◆ ASSIGNED TASK ◆
Copy out all the rows below, putting "foreground clicks" wherever "positive clicks" appears and changing nothing else.

◆ RECORDS FOR THIS TASK ◆
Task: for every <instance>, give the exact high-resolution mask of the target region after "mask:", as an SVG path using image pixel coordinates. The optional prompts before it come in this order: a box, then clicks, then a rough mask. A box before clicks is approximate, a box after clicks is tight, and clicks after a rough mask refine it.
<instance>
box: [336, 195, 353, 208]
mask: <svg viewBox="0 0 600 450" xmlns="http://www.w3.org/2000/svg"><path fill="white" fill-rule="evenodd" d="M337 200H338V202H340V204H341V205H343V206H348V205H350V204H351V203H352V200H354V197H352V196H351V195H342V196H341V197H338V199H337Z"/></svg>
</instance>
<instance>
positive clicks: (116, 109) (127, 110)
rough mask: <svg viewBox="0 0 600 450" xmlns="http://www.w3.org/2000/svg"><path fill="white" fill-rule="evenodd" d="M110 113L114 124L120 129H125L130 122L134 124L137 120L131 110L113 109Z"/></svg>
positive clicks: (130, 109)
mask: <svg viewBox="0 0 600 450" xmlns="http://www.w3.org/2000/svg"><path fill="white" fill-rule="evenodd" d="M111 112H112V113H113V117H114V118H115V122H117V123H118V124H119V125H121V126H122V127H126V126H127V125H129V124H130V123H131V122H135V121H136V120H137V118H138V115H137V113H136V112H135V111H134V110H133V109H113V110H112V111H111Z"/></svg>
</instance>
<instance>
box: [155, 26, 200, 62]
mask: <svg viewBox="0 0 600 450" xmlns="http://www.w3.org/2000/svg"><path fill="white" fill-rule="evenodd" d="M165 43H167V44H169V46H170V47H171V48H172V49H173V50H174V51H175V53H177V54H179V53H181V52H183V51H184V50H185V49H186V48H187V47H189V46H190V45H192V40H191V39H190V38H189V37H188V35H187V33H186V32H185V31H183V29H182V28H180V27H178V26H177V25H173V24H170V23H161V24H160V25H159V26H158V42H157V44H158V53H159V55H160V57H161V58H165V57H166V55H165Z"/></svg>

◆ RESULT OF THIS EXERCISE ◆
Task: for every <instance>, give the exact high-resolution mask of the target region after "mask:", as an SVG path using image pixel coordinates. The optional prompts before it come in this order: a box, then clicks, then a rough mask. A box before clicks is approximate, a box after clicks is tight, and clicks after a rough mask refine it.
<instance>
box: [336, 195, 353, 208]
mask: <svg viewBox="0 0 600 450" xmlns="http://www.w3.org/2000/svg"><path fill="white" fill-rule="evenodd" d="M337 200H338V202H340V204H341V205H343V206H348V205H350V204H351V203H352V200H354V197H352V196H351V195H342V196H341V197H338V199H337Z"/></svg>
</instance>
<instance>
foreground clicks: (116, 109) (127, 110)
rough mask: <svg viewBox="0 0 600 450" xmlns="http://www.w3.org/2000/svg"><path fill="white" fill-rule="evenodd" d="M110 113L114 124L120 129H125L130 122L134 124L137 120L131 110L113 109Z"/></svg>
foreground clicks: (130, 109)
mask: <svg viewBox="0 0 600 450" xmlns="http://www.w3.org/2000/svg"><path fill="white" fill-rule="evenodd" d="M111 112H112V113H113V117H114V118H115V122H117V123H118V124H119V125H121V126H122V127H126V126H127V125H129V124H130V123H131V122H135V121H136V120H137V118H138V115H137V113H136V112H135V111H134V110H133V109H113V110H112V111H111Z"/></svg>
</instance>
<instance>
box: [155, 26, 200, 62]
mask: <svg viewBox="0 0 600 450" xmlns="http://www.w3.org/2000/svg"><path fill="white" fill-rule="evenodd" d="M165 43H167V44H169V46H170V47H171V48H172V49H173V50H174V51H175V53H177V54H179V53H181V52H183V51H184V50H185V49H186V48H187V47H189V46H190V45H192V40H191V39H190V38H189V37H188V35H187V33H186V32H185V31H183V29H182V28H180V27H178V26H177V25H173V24H170V23H161V24H160V25H159V26H158V42H157V44H158V53H159V55H160V57H161V58H165V57H166V55H165Z"/></svg>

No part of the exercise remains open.